### DATA FOR PROCESSING
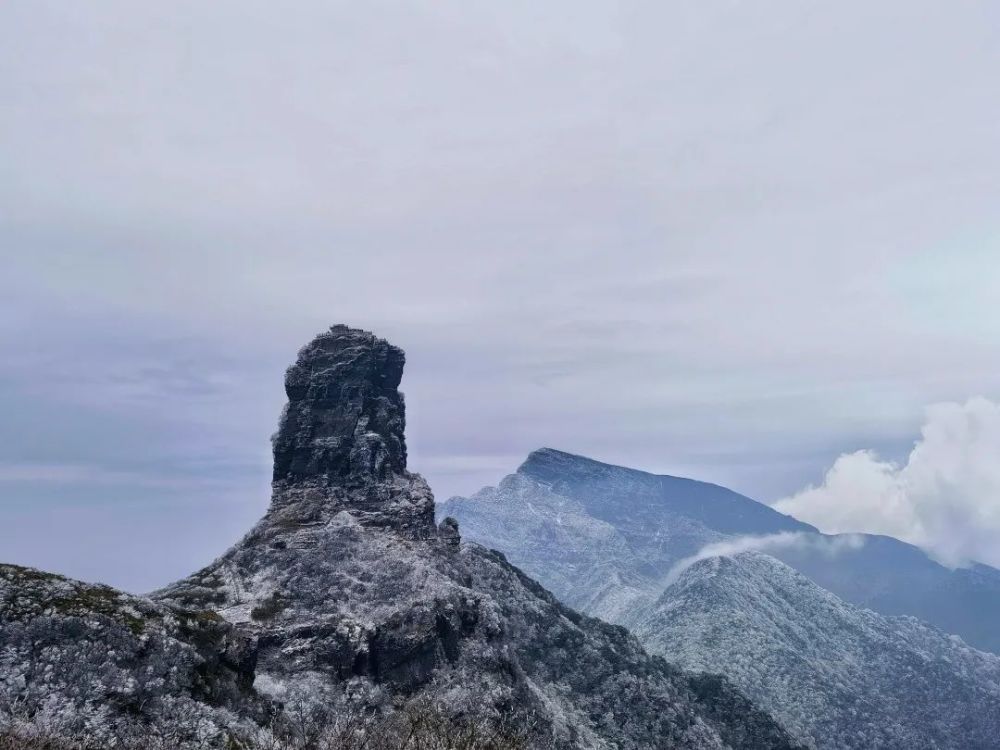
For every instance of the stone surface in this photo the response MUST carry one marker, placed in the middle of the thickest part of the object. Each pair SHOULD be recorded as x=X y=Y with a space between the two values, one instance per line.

...

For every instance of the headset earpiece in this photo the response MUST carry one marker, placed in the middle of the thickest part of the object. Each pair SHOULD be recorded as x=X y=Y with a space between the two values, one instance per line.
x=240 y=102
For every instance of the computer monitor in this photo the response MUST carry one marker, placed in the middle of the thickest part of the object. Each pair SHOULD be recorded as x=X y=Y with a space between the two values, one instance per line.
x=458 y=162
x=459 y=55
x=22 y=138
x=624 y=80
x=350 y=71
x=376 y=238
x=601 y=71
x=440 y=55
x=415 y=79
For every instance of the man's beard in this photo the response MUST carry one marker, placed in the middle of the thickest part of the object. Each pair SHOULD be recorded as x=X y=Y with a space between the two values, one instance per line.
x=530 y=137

### AIM
Write out the lines from the one holding "For every instance of the man's" through the one holding "x=530 y=137", both included, as a JSON list of strings with one string per line and no blank lines.

### COMPLETE RESPONSE
[
  "For every instance of the man's beard in this photo the response MUST carry one marker, placed in the middle of the thickest part of the object. Each pair SHOULD be recorded as x=X y=Y with a space between the two values, one instance per line.",
  "x=530 y=137"
]